The introduction of the pressure fluid into the starting tube and the discharge of the pressure fluid which, for instance, comprises an oil-water emulsion, from a finished corrugated tube can be accomplished in different ways. Preferably, this introduction is accomplished, according to the present invention, through an elongated channel passing in axial direction through the mandrel which is gripped by the clamping jaws and through the fluid-operated cylinder and piston means cooperating therewith. This channel opens at its inner end into the interior of the starting tube, whereas the outer end is connected to a supply of pressure fluid.
A further advantageous feature of the present invention is characterized in that the mandrel which is gripped by the corrugation forming disc end member and the fluid-operated cylinder and piston means cooperating with this mandrel are provided with a venting passage extending in axial direction therethrough. Preferably a venting valve is incorporated in this passage. When hydraulic pressure fluid is introduced into the starting tube, then the air in the starting tube can escape through the venting valve adjusted for the different viscosity of air and liquid. For this purpose a valve member or closing piston is provided in the venting valve past which gas may freely flow. However, liquids will take the closure piston along in closure direction to press the piston against the corresponding sealing face to thus close the venting valve.

Task goal = Continue the passage on forming corrugated tubes with pressure fluid, starting right after its last sentence.

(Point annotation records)
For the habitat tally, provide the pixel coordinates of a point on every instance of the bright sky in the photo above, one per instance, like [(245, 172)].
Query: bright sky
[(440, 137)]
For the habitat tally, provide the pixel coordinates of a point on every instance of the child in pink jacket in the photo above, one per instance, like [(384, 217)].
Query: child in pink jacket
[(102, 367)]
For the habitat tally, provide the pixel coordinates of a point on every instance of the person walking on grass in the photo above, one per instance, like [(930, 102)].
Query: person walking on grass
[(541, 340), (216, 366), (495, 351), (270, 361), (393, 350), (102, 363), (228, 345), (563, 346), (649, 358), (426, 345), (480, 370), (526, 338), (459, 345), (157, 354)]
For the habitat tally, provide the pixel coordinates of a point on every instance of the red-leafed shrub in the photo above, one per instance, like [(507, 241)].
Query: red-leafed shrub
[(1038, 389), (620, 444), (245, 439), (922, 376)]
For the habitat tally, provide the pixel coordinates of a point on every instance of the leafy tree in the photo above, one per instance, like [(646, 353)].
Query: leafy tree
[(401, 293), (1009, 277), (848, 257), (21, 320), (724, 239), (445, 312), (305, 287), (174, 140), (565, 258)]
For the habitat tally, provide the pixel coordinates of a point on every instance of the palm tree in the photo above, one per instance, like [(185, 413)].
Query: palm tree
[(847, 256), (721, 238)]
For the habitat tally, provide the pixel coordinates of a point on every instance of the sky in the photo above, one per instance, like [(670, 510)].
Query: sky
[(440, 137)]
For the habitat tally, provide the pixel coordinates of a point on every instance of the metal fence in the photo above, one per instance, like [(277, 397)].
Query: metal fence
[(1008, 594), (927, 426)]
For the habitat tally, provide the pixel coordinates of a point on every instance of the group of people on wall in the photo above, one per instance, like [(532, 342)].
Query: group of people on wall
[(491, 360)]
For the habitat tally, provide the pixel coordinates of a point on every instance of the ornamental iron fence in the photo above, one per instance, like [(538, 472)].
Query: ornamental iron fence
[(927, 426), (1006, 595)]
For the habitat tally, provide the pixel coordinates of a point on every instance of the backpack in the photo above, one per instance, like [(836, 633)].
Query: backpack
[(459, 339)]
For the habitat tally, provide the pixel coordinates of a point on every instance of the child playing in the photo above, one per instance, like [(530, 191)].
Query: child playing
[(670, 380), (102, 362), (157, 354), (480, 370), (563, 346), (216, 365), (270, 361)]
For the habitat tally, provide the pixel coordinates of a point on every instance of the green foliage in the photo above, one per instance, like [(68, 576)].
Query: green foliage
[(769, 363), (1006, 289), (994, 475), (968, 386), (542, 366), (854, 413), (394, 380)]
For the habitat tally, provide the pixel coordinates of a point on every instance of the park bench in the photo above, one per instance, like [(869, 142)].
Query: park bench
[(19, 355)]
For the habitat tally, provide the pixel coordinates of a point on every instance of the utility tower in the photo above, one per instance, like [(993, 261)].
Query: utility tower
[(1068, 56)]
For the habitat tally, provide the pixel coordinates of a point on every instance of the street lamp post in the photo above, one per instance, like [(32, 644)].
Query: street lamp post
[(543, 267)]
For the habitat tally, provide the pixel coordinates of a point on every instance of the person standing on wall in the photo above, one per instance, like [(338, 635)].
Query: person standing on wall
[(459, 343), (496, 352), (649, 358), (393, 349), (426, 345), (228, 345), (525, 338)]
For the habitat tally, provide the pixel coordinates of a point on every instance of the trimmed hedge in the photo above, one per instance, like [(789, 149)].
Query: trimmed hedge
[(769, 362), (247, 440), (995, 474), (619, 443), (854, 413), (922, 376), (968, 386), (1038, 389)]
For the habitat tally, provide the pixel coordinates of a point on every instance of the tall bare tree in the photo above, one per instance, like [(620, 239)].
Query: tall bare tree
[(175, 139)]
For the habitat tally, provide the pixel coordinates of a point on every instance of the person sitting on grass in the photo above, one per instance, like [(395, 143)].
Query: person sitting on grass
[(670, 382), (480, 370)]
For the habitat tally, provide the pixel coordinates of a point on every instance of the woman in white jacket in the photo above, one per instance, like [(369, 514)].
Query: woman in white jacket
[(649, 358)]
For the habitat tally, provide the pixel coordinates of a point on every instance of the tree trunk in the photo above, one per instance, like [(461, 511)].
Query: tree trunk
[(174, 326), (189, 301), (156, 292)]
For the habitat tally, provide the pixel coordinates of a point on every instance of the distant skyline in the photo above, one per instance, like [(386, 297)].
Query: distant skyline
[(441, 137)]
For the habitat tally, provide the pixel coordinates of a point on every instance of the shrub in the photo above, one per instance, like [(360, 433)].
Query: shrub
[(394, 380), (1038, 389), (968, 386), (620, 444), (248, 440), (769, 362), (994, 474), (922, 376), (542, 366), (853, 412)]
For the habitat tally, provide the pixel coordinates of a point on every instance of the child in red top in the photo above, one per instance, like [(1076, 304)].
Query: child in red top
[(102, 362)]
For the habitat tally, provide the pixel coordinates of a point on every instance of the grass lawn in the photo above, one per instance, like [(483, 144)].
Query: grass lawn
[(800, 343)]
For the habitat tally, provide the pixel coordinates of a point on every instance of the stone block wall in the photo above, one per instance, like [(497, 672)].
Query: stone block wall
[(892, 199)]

---

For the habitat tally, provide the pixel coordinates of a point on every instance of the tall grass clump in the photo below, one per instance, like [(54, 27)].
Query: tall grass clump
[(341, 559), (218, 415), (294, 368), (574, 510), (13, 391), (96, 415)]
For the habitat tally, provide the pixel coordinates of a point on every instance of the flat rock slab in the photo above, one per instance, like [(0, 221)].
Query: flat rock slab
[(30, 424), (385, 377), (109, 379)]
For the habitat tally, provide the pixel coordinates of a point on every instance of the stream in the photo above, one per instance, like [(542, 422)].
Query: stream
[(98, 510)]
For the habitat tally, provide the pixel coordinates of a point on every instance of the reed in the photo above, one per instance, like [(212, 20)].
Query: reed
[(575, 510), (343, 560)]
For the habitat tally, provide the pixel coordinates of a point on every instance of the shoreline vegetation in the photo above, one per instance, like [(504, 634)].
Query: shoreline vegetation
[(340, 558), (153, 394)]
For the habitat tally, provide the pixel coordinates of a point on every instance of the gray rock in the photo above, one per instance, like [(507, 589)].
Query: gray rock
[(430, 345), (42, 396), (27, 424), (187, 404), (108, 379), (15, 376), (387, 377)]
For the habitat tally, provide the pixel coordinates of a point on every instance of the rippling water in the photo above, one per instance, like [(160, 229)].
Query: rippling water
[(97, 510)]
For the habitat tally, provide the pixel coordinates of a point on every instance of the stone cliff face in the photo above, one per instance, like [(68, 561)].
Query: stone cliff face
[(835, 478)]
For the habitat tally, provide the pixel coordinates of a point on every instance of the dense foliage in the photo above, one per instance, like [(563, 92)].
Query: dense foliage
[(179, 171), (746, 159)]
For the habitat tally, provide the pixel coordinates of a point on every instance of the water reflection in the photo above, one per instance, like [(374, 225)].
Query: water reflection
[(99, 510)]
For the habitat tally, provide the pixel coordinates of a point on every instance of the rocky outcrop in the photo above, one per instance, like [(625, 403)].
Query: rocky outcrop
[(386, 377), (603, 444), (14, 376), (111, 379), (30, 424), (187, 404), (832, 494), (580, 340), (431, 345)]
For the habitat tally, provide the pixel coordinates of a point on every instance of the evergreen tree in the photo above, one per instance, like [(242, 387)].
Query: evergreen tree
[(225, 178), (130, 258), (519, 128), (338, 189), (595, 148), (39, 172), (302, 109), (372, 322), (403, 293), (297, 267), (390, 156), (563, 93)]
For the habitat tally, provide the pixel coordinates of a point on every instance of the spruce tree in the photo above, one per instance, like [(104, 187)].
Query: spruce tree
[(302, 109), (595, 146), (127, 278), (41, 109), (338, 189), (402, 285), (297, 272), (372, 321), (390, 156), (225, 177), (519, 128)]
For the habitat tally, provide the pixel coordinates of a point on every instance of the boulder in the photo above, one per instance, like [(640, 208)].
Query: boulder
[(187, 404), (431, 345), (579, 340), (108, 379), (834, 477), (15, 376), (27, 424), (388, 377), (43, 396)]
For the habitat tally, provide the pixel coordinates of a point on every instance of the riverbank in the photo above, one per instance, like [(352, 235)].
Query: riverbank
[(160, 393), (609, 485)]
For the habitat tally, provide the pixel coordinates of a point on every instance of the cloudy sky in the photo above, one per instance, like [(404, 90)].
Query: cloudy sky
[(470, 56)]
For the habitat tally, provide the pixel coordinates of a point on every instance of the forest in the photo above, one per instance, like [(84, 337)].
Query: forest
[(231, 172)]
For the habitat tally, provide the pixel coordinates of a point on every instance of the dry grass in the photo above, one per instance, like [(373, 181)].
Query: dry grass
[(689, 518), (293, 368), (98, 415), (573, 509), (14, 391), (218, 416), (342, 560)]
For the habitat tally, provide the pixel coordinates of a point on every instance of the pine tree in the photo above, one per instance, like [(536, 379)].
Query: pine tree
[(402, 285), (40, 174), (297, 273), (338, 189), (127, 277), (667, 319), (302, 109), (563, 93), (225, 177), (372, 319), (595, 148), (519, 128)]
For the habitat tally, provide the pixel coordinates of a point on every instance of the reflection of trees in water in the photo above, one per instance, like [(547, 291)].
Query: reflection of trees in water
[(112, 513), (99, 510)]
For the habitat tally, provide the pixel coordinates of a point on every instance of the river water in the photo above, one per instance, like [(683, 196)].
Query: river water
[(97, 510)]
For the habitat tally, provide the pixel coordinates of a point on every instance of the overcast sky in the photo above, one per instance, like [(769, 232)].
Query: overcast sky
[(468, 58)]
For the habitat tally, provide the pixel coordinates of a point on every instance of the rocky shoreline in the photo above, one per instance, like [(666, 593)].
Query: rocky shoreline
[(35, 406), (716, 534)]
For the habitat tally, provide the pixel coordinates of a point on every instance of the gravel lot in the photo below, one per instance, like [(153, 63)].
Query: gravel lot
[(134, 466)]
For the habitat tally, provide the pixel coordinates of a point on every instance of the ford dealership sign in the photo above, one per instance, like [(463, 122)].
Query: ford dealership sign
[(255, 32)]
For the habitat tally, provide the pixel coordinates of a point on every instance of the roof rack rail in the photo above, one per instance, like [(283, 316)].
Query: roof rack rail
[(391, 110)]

Exercise result =
The starting tube may be arranged horizontally or vertically. Preferred, however, is a construction in which the starting tube is clamped in vertical position. This will not only reduce the necessary space for the apparatus, but will also facilitate placing the starting tube in the apparatus and removing the finished formed corrugated tube therefrom.
The novel features which are considered as characteristic for the invention are set forth in particular in the appended claims. The invention itself, however, both as to its construction and its method of operation, together with additional objects and advantages thereof, will be best understood from the following description of specific embodiments when read in connection with the accompanying drawings.
FIG. 1 is a somewhat schematic, partial vertical cross section through the apparatus of the present invention;
FIG. 2 is a top view of the clamping jaws and the means for moving the same between an open and a closed position; and
FIG. 3 is an enlarged vertical cross section through parts of adjacent corrugation forming discs and the means connecting the same to each other for limited axial movement.
The apparatus of the present invention for producing a corrugated tube from a smooth walled starting tube is designated in FIG. 1 with reference numeral 1. The apparatus 1 is provided with a horizontally extending bottom plate 3 supported on legs 2, of which only one is shown in FIG. 1, and a horizontally extending cover plate 5 supported upwardly spaced from the bottom plate 3 by a plurality of struts 4.
A stepped central cutout 6 is provided in the bottom plate 3, into the section of larger diameter of which a housing 7 is inserted from below. A cylinder and piston unit 10 having a piston 9 and a piston rod 8 connected thereto are mounted in the housing 7 movable in vertical direction. The cylinder and piston unit 10 is fluid operated, but, for simplification reason, the necessary connections for introducing hydraulic pressure fluid into the cylinder and piston unit 10 are omitted from the drawing.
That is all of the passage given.